To do:
Return exactly the lines that run from the one with "Where can you see the chain-link" to the last line of the entries below, both included, and nothing else.

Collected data

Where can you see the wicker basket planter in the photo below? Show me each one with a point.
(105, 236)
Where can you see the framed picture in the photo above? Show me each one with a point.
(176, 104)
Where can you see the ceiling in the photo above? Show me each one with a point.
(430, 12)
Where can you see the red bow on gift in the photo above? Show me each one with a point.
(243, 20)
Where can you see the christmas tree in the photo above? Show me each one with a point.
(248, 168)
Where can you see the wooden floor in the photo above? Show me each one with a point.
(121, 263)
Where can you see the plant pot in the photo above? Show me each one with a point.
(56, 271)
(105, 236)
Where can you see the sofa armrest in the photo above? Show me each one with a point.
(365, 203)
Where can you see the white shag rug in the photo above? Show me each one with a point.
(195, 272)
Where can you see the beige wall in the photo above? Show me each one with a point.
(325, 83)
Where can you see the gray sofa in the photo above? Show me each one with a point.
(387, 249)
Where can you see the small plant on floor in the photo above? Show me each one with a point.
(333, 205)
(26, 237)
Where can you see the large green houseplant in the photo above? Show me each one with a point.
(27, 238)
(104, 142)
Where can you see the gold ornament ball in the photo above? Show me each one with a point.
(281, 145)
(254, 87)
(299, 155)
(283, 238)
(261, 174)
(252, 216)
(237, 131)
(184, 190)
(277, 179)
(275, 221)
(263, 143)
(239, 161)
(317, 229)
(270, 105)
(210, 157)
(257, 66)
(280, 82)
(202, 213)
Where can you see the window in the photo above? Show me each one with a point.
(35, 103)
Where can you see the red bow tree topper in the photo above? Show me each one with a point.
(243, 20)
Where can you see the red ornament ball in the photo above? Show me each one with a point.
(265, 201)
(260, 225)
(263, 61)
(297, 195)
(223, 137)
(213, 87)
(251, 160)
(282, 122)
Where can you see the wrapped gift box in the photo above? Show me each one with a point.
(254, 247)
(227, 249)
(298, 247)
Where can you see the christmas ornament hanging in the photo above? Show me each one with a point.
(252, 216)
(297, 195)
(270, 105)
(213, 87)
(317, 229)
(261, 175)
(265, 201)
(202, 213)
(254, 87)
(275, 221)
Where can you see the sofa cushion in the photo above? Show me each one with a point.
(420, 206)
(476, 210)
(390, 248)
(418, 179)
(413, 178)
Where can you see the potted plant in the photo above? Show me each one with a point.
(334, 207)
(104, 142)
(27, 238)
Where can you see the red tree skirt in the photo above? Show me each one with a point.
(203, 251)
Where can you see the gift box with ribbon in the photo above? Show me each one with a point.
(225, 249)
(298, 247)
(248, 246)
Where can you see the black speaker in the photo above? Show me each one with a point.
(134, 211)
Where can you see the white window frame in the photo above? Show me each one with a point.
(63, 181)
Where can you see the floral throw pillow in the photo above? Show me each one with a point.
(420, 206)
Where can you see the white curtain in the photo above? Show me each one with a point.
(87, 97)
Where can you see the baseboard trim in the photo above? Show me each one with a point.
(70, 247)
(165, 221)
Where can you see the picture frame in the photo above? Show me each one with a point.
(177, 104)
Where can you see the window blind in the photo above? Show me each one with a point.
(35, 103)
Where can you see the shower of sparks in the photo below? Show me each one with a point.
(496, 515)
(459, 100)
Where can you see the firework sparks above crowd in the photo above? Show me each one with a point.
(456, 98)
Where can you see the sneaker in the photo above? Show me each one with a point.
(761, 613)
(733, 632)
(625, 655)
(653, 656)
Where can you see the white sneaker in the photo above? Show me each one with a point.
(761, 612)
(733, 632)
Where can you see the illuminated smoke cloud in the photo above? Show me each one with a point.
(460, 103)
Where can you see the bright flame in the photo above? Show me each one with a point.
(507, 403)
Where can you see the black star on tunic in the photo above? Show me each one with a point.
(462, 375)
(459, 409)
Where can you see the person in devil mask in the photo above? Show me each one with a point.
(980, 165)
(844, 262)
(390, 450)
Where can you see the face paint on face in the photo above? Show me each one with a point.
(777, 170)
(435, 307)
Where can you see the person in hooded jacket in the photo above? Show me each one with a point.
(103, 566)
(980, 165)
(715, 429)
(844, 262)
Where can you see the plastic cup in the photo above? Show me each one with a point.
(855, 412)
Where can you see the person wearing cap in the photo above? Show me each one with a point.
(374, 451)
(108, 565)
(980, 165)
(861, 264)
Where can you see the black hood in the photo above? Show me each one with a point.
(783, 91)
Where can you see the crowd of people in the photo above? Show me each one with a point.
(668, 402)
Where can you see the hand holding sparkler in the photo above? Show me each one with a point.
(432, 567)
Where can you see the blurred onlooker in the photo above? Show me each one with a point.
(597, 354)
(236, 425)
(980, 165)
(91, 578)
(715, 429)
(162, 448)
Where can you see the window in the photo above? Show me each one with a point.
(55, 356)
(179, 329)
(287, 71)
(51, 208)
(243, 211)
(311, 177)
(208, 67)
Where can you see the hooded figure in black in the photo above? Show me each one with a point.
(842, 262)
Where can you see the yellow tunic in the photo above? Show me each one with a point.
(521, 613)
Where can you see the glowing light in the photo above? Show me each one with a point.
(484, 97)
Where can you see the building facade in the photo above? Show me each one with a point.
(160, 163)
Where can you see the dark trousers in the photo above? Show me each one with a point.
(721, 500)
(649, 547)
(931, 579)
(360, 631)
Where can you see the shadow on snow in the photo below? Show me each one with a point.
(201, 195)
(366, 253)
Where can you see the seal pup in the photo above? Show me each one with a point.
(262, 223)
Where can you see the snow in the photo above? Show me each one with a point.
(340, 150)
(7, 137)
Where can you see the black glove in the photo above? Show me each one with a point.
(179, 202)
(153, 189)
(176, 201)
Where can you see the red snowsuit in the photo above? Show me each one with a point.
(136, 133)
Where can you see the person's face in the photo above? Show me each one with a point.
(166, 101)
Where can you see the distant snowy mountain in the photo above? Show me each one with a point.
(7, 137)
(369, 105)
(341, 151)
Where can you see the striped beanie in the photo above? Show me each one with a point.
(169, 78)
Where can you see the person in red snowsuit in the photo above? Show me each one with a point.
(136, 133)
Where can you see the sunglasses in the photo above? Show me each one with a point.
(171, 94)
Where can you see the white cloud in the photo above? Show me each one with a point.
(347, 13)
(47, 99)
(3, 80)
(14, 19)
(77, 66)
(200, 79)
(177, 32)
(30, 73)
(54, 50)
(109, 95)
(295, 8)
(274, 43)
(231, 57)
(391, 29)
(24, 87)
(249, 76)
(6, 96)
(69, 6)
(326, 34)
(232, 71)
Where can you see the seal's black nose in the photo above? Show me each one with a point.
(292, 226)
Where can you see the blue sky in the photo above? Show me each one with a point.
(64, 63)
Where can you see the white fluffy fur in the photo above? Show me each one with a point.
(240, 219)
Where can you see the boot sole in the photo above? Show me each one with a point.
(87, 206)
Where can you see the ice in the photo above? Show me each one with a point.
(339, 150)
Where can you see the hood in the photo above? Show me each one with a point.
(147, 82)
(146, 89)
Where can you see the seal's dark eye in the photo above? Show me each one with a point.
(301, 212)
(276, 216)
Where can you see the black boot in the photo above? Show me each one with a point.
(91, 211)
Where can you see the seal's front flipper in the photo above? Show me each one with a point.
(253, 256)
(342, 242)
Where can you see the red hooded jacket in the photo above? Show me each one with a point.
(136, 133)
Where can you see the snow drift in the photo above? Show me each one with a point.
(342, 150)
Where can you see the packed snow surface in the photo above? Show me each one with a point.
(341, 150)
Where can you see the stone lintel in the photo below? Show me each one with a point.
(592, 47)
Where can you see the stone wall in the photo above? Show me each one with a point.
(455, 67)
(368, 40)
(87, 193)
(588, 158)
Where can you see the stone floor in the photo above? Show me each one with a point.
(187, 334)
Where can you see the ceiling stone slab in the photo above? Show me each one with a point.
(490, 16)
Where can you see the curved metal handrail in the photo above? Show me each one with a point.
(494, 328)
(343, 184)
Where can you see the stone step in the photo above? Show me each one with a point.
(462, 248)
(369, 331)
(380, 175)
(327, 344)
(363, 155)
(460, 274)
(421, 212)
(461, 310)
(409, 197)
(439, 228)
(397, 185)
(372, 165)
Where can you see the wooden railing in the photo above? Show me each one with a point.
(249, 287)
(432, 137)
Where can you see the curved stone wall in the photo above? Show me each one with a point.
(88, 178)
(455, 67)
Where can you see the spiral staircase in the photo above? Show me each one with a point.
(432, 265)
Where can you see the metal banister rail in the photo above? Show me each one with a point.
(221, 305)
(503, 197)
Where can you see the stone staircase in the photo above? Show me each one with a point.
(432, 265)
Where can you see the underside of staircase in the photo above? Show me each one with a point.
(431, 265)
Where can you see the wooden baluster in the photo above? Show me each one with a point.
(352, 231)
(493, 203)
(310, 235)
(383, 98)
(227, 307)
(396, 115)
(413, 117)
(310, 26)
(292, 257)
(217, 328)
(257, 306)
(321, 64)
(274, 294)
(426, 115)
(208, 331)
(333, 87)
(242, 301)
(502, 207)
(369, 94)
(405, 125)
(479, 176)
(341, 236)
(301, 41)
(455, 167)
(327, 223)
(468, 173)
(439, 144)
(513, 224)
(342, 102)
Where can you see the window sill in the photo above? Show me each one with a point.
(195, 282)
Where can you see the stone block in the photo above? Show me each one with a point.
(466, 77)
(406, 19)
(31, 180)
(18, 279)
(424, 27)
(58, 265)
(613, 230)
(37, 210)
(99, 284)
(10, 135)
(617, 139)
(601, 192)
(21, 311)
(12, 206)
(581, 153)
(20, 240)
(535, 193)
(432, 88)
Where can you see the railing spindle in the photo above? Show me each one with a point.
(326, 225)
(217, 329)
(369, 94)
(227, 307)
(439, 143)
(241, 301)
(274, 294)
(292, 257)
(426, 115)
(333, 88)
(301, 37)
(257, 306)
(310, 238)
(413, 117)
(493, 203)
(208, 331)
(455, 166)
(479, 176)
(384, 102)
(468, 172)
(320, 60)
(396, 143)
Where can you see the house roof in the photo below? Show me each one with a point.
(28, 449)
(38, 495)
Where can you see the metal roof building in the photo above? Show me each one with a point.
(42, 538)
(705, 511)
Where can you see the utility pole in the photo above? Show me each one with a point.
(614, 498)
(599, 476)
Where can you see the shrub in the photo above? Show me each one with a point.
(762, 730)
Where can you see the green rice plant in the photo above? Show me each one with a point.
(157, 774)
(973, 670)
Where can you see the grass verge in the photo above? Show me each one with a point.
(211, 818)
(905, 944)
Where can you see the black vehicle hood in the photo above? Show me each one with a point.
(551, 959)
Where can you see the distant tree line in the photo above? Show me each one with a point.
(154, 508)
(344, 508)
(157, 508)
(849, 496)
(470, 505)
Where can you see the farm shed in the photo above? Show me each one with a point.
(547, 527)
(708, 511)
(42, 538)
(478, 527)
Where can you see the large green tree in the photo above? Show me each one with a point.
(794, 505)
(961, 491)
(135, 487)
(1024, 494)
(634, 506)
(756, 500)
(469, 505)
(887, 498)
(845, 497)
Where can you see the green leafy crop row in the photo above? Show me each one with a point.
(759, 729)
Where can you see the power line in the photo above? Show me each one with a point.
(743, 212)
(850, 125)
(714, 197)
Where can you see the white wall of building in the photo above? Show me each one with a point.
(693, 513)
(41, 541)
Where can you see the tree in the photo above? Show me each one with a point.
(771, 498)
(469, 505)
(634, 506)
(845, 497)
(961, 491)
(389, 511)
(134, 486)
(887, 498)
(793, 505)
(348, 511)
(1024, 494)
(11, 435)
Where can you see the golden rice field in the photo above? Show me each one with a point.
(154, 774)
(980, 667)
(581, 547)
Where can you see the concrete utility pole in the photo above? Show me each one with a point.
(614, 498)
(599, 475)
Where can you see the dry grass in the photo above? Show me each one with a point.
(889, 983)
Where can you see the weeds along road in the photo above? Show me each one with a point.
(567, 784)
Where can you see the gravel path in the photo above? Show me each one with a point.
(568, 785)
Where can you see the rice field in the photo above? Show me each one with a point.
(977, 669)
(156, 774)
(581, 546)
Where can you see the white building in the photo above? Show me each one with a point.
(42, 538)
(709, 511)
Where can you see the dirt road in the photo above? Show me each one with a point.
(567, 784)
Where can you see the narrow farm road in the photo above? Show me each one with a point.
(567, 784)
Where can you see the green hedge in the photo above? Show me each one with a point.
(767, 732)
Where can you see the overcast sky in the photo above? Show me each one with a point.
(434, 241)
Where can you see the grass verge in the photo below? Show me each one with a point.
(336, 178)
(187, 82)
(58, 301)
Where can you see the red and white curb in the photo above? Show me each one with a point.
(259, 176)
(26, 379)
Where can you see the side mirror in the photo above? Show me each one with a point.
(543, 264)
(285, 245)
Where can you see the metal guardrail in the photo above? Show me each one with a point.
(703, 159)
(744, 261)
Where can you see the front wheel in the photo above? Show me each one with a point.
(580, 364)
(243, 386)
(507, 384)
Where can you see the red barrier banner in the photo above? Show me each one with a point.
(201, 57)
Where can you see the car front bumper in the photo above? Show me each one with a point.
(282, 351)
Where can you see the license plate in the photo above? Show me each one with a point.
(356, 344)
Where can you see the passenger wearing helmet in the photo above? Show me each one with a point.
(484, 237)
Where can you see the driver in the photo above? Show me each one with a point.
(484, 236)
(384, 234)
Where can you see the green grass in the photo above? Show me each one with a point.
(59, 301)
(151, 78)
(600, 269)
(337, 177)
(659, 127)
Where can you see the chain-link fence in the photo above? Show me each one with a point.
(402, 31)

Solution to the problem:
Where can you see the chain-link fence in the photo above? Show me each one with a point.
(402, 31)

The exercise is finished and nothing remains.